**Article:**

# Grass growing in new asphalt driveway



## Tostig (Nov 18, 2020)

Last fall I had new asphalt paved on my driveway.

As I'm getting readay to get it sealed this year, I'm noticing cracks developing at the edges where the curb used to be, some pebbles coming loose and grass growing through the asphalt also near the edges where the curb used to be.

So all summer, I've been keeping an eye and, killing the grass with vinegar and filling all the cracks and loose aggregare with asphalt crack filler.

Should I contact the contractor or is this normally expected? I'm afraid of how the contractor would attempt to fix where the grass grows if he's going to tear it all up and do it again or tear up and do patchwork.


----------



## Beaver101 (Nov 14, 2011)

^ Did your contractor not give you an after-job care book of expectations? If not, then I wouldn't be surprised he'll be coming for this eye-sore call of "weeds coming around the paving" (aka deemed insignificant to him.)

Now, if there's cracks on your pavement, then that's a different story since the warranty should still be in effect. That's my opinion.

Try calling/contacting him and see what he says ... or not say (ie. not answer or take his sweet time answering).


----------



## Money172375 (Jun 29, 2018)

Tostig said:


> Last fall I had new asphalt paved on my driveway.
> 
> As I'm getting readay to get it sealed this year, I'm noticing cracks developing at the edges where the curb used to be, some pebbles coming loose and grass growing through the asphalt also near the edges where the curb used to be.
> 
> ...


Why are you sealing it? Aesthetics? Most research I’ve come across is that sealing does Nothing to preserve or extend the life of the driveway.

I would think minor cracks along the edging is to be expected.


----------



## Tostig (Nov 18, 2020)

Money172375 said:


> Why are you sealing it? Aesthetics? Most research I’ve come across is that sealing does Nothing to preserve or extend the life of the driveway.
> 
> I would think minor cracks along the edging is to be expected.


Canoe vs kayak
Ski vs snowboard
Driveway seal or no seal

Yeah, when I was getting quotes last year, one contractor told me not to bother with driveway seal for the same things you stated.

Then, earlier this year my contractor said to seal in the fall to prevent water getting in, turning into ice and creating cracks.


----------



## Money172375 (Jun 29, 2018)

Tostig said:


> Canoe vs kayak
> Ski vs snowboard
> Driveway seal or no seal
> 
> ...

**Your tasks:**
(1) In the driveway thread, what reason did Tostig's contractor give for sealing in the fall?
(2) Copy the driveway thread word for word, from "Should I contact" to "That's my opinion.", including both.

**Data:**
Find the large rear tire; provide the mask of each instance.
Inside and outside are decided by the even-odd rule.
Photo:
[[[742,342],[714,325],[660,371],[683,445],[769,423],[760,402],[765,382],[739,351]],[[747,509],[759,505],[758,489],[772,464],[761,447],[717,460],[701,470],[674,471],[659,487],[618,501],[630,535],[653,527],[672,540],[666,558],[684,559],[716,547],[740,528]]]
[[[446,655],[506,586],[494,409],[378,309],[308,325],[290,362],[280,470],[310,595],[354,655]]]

**Responses to the exercise:**
(1) To prevent water getting in, turning into ice and creating cracks.

(2)
Should I contact the contractor or is this normally expected? I'm afraid of how the contractor would attempt to fix where the grass grows if he's going to tear it all up and do it again or tear up and do patchwork.


----------



## Beaver101 (Nov 14, 2011)

^ Did your contractor not give you an after-job care book of expectations? If not, then I wouldn't be surprised he'll be coming for this eye-sore call of "weeds coming around the paving" (aka deemed insignificant to him.)

Now, if there's cracks on your pavement, then that's a different story since the warranty should still be in effect. That's my opinion.